STATED PROBLEM: Pick up the court passage on the debtors' conduct in bankruptcy court right after its final sentence and keep writing it.

Still, when litigants cross the line and their conduct during the litigation becomes abusive, courts cannot remain idle bystanders. Judges are obligated to address that behavior lest the judiciary, our Third Branch of government, risks devolving into just another place where individuals can act out their aggressions and frustrations unbound by respect for the rule of law, common etiquette, and proper decorum. The bankruptcy court, like any federal court, is a forum for peaceful resolution of financial disputes and where mutual respect among parties and attorneys should be exhibited at all times. Although one would be ill advised to do so, debtors can represent themselves. Or, as is the better practice, they can choose an attorney to advocate on their behalf. Here, the Debtors chose the latter approach, but apparently decided at some point during the proceedings that they would go their own way against counsel's advice. Thereafter, the Debtors engaged in a pattern of conduct that leaves no doubt but to conclude that they crossed the line. And instead of self-correcting their behavior by withdrawing those pleadings or issuing a simple apology to those they offended, the Debtors dug in and remain defiant. But unruly or boorish behavior acted out under the auspices of court proceedings, even by pro se litigants, is not without consequence.

PROVIDED DATA:
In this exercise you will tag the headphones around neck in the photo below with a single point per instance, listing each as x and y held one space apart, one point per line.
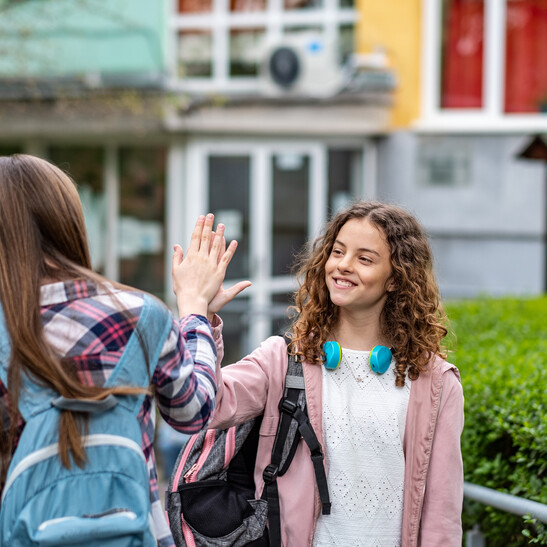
379 358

THE REPLY:
III. Summary of the Facts

Mr. Zingarelli represented the Debtors in this bankruptcy case from the time they filed their Chapter 13 petition on September 13, 2018 until the Court granted his motion to withdraw as counsel on June 21, 2019. See Doc. 66. In late 2020, the Debtors filed several pleadings pro se challenging Mr. Zingarelli's representation of them and the validity of these Chapter 13 proceedings. See Docs. 118, 121 & 122. The Debtors' main contention against Mr. Zingarelli has been for ineffective assistance of counsel. The Debtors have argued repeatedly, without proof, that Mr. Zingarelli improperly or unethically mishandled an ongoing dispute they have had with The Commons of Eastgate Condominium Owners Association, Inc. ("Eastgate" or "the homeowners' association"). The Debtors take issue with the dues and fees assessed by Eastgate, which had initiated a prepetition foreclosure action over those unpaid assessments.

The Debtors were also represented for a period of time by Brian Flick, who filed an appearance on their behalf in October 2019. Mr. Flick later moved to withdraw as counsel, which was approved in September 2020. Doc. 116.

The Debtors appear to have two unshakeable beliefs about their case: (1) that the proof of claim asserted by Eastgate is inaccurate (and Mr. Zingarelli improperly refused to object to it); and (2) that all along, they should have been in a Chapter 7—not a Chapter 13—bankruptcy case (and Mr. Zingarelli not only improperly but also fraudulently pushed them into Chapter 13). According to the Debtors, they were eligible for and had come to Mr. Zingarelli for advice exclusively on filing a Chapter 7 bankruptcy petition, but Mr. Zingarelli wrongly advised them to file for relief under Chapter 13. The Debtors maintain, unsubstantiated by the evidence, that Mr. Zingarelli grossly and fraudulently overstated their income when applying the means test in their bankruptcy case in order to push them into Chapter 13, even going so far as to suggest that Mr. Zingarelli was in cahoots with the homeowners' association in working against the Debtors'—his clients'—interests. Ostensibly (and erroneously), the Debtors believe that their home would have been safe from foreclosure had they received a discharge in Chapter 7. In their pro se "Motion for Ineffective Assistance of Counsel and Fraudulent Bankruptcy Proceedings" (Doc. 118) (the "Motion for Ineffective Assistance") and related pleadings, the Debtors sought to obtain a refund of any and all payments they have made in accordance with their confirmed Chapter 13 plan—more than two years of payments—and to have their case converted to Chapter 7.

The Court already denied the relief sought in the Debtors' various motions. See Doc. 133.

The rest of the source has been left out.